EXERCISE INPUTS:
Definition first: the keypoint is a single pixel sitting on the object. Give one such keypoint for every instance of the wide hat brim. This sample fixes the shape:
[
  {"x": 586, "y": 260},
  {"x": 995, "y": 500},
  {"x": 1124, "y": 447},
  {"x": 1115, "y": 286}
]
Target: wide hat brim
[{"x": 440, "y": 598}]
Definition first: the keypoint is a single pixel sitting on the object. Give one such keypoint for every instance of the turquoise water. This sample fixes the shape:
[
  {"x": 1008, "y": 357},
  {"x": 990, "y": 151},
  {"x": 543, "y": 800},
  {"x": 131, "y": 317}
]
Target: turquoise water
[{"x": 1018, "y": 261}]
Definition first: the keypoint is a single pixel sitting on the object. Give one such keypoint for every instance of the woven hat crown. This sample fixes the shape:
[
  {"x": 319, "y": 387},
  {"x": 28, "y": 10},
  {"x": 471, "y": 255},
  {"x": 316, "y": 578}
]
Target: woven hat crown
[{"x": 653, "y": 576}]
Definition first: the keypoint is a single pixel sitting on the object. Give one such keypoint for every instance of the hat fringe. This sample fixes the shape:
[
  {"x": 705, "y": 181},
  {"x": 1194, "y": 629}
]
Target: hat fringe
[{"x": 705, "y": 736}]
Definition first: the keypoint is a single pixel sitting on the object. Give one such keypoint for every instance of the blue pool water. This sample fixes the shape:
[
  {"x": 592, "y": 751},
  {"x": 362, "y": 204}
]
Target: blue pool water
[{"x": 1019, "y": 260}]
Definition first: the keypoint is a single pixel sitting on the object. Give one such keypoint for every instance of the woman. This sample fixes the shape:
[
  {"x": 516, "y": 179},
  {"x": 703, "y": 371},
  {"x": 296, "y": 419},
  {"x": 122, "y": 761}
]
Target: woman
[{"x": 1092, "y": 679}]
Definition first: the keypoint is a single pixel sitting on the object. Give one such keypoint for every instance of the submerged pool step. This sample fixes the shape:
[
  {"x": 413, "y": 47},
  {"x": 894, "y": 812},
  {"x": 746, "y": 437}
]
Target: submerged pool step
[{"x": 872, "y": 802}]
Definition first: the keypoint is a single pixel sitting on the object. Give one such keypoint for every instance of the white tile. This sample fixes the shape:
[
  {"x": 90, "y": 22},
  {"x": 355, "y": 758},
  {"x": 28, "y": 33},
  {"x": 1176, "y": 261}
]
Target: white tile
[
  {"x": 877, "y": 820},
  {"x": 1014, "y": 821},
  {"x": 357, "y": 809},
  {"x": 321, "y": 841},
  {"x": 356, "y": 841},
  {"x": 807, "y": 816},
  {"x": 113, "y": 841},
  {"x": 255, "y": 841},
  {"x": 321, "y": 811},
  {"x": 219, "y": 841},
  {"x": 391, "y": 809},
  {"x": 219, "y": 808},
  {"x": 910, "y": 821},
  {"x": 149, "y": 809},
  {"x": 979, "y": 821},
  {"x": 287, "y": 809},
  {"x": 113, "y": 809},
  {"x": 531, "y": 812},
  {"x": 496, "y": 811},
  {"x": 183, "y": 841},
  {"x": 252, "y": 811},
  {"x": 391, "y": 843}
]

TASK DESCRIPTION: Write only the number of lines in the data where the word "fixes" occurs.

ANSWER TO THE PROBLEM: 8